# Your assignment
All that is wanted is the exact text of the lines below from the one with "Query: horse's hind leg" through the one with "Query: traffic sign", inclusive, minus any pictures.

Stored data entries
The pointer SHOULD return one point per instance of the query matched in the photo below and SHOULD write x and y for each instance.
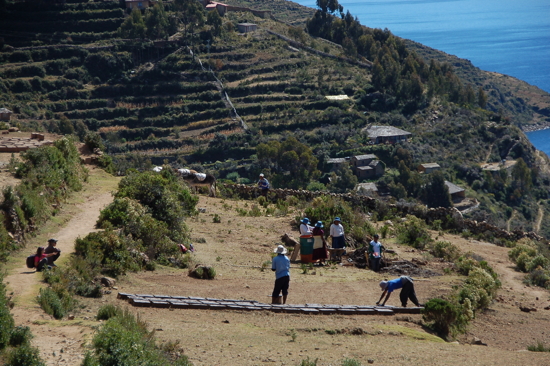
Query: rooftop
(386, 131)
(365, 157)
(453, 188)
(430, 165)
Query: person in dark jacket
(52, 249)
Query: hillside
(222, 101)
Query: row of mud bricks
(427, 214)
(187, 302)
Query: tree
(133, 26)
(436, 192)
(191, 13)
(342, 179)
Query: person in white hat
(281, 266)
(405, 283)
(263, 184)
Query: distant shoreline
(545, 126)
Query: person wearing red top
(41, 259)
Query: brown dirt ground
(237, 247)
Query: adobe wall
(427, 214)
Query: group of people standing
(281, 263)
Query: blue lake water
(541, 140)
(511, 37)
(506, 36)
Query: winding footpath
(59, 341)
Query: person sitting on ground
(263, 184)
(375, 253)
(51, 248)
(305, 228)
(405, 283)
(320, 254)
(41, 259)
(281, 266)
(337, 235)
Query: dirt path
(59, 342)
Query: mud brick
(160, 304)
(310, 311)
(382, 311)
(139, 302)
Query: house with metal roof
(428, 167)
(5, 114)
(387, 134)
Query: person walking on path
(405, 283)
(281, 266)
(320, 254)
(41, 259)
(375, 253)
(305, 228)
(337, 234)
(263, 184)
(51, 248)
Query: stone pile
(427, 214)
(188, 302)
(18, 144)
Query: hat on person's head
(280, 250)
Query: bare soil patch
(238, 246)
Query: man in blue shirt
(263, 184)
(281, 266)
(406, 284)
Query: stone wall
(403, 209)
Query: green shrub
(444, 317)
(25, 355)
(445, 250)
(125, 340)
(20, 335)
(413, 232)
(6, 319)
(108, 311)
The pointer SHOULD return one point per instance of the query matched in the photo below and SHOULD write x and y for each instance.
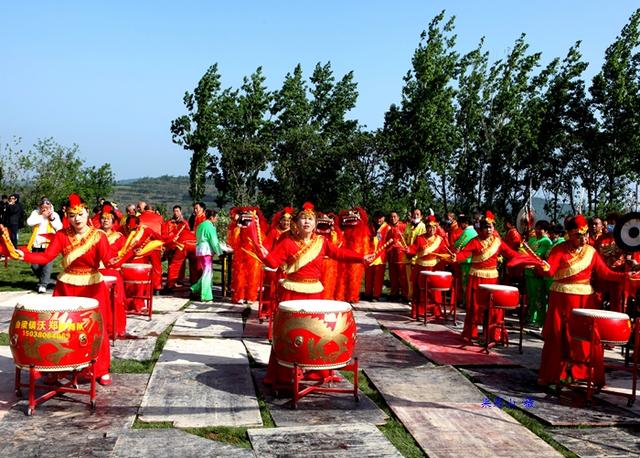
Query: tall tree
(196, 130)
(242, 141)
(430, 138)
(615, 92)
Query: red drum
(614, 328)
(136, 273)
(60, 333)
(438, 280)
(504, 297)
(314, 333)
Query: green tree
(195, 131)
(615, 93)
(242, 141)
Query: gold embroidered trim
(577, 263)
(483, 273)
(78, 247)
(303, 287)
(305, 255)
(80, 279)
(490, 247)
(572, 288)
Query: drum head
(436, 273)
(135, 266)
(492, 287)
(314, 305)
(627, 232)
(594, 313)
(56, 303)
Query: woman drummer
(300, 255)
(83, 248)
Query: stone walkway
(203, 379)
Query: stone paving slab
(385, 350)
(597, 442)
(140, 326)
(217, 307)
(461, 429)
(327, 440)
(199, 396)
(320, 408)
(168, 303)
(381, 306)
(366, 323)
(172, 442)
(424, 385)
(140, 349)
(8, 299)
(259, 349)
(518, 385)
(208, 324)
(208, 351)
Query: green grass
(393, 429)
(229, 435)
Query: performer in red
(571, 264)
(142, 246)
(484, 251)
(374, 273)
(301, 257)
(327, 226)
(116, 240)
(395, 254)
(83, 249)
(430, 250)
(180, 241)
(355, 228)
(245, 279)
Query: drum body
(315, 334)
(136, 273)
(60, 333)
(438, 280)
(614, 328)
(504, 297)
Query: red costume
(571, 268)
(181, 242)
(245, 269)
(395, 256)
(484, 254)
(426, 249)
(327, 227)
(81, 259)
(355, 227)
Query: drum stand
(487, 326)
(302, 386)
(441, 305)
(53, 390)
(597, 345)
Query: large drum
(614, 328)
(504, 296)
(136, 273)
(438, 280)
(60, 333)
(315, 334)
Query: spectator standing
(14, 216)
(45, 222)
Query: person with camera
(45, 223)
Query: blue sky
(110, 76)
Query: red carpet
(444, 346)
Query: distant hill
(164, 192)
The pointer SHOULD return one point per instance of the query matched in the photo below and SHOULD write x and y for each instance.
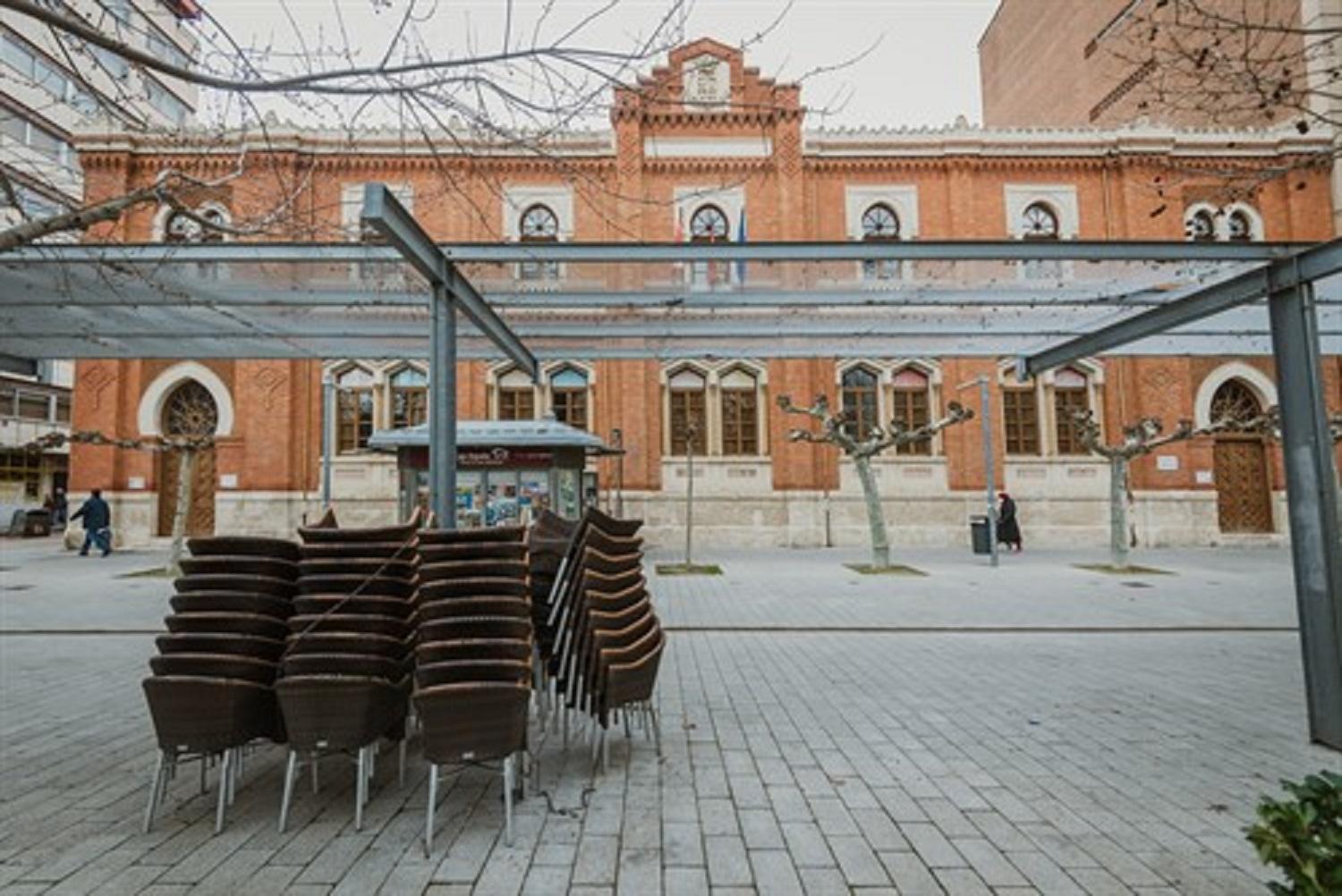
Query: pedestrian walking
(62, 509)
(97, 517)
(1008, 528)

...

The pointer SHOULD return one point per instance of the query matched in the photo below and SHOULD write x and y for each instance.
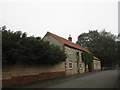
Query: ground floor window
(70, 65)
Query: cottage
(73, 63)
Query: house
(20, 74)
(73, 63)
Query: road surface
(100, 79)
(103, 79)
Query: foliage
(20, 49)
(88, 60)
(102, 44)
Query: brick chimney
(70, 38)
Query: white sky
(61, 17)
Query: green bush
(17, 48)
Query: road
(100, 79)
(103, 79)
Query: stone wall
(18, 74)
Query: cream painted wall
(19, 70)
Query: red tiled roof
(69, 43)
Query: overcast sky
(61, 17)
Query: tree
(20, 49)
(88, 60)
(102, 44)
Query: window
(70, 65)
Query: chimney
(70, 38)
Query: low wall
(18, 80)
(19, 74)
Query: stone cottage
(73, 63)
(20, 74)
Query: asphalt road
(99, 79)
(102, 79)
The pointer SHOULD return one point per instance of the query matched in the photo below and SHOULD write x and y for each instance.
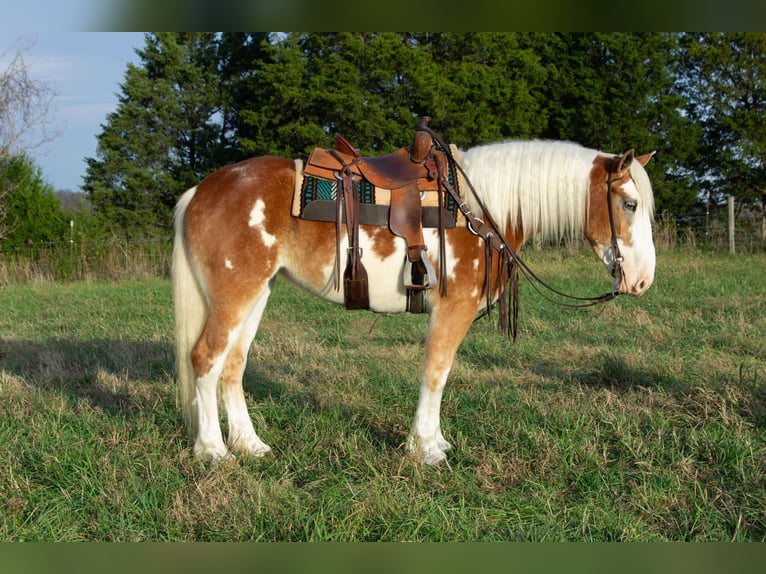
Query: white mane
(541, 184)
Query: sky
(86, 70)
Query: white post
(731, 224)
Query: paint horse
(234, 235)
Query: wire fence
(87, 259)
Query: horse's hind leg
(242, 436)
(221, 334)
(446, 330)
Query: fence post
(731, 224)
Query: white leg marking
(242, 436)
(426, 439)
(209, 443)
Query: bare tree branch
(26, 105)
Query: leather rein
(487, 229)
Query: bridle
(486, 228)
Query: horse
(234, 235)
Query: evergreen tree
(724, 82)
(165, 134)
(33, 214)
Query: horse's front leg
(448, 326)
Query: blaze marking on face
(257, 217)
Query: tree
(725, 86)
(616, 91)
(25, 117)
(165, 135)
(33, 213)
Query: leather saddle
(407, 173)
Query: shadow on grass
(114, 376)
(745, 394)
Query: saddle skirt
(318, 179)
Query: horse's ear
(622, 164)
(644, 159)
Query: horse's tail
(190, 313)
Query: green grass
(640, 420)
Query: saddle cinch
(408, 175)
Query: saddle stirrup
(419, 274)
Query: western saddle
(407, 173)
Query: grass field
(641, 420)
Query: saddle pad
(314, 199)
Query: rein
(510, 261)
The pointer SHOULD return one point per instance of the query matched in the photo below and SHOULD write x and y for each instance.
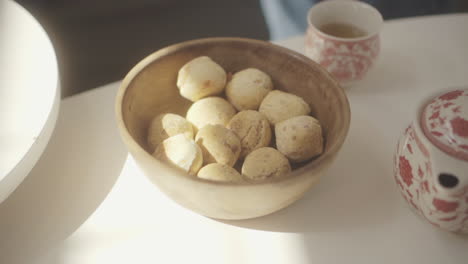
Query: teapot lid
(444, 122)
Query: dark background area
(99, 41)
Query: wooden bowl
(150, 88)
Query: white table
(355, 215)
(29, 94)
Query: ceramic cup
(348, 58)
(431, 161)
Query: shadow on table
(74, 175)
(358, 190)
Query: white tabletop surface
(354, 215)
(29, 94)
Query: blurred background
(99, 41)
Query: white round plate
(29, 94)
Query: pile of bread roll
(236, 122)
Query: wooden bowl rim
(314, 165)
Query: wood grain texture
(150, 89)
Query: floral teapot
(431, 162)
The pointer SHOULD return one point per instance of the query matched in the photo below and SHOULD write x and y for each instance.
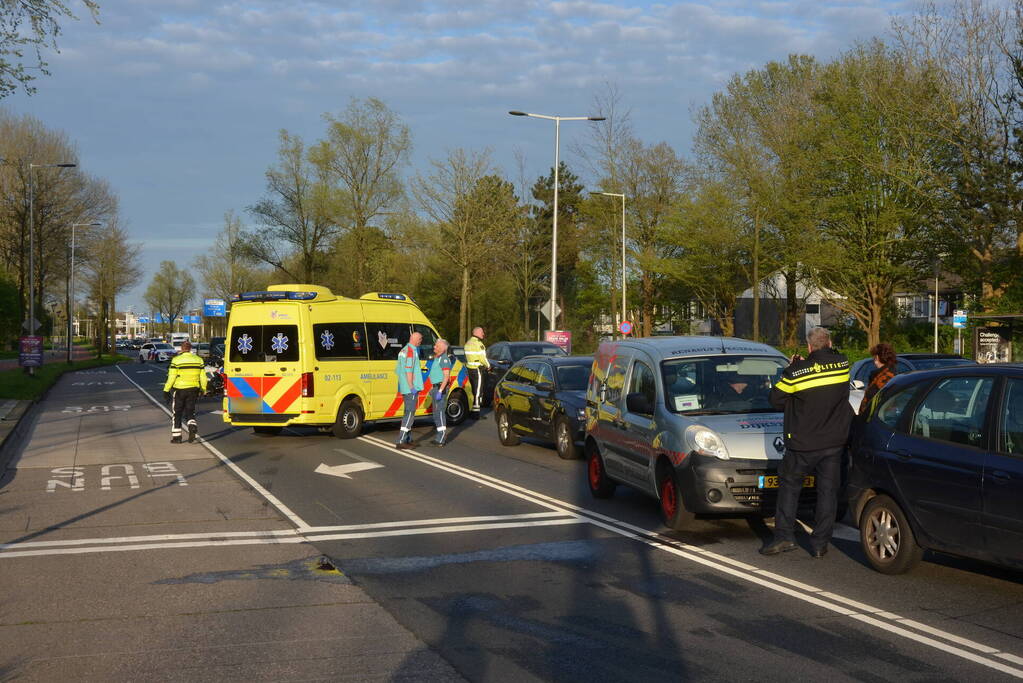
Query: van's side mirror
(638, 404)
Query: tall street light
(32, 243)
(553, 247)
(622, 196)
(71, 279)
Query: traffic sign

# Answer to this exercise
Query: horse's hind leg
(242, 436)
(221, 334)
(446, 330)
Query: fence post
(731, 224)
Query: white leg marking
(242, 436)
(426, 439)
(209, 443)
Query: bare tree branch
(26, 105)
Query: leather rein
(487, 229)
Query: bridle
(486, 228)
Query: horse
(234, 235)
Query: evergreen tree
(724, 82)
(165, 134)
(33, 214)
Query: horse's front leg
(448, 326)
Query: blaze marking on face
(257, 217)
Query: tree
(725, 86)
(616, 91)
(25, 117)
(165, 135)
(33, 213)
Query: leather saddle
(407, 173)
Query: shadow on grass
(114, 376)
(745, 394)
Query: saddle skirt
(318, 179)
Query: horse's ear
(622, 164)
(644, 159)
Query: horse's tail
(190, 313)
Query: green grass
(640, 420)
Query: saddle cinch
(408, 175)
Query: saddle stirrup
(419, 274)
Query: western saddle
(407, 173)
Query: grass field
(641, 420)
Query: saddle pad
(314, 199)
Query: rein
(510, 261)
The pointer SHOULD return one point per instance of the query matched in the photo below and SHOULD write x and y for each instance.
Query: teapot lid
(444, 122)
Query: dark background area
(99, 41)
Query: wooden bowl
(150, 88)
Query: white table
(355, 215)
(29, 94)
Query: ceramic cup
(348, 58)
(431, 161)
Query: shadow on table
(74, 175)
(358, 190)
Query: white tabletop surface
(354, 215)
(29, 94)
Query: blurred background
(99, 41)
Query: white round plate
(29, 94)
Query: pile of bread roll
(236, 122)
Query: wooden bowl rim
(314, 165)
Query: wood grain texture
(150, 89)
Query: floral teapot
(431, 162)
The pointer SHOULD return one point per instance of the query matched in the photo below and SHOULD write x and y for each instance.
Query: van's side mirror
(638, 404)
Query: tall street light
(32, 243)
(553, 247)
(622, 196)
(71, 279)
Query: traffic sign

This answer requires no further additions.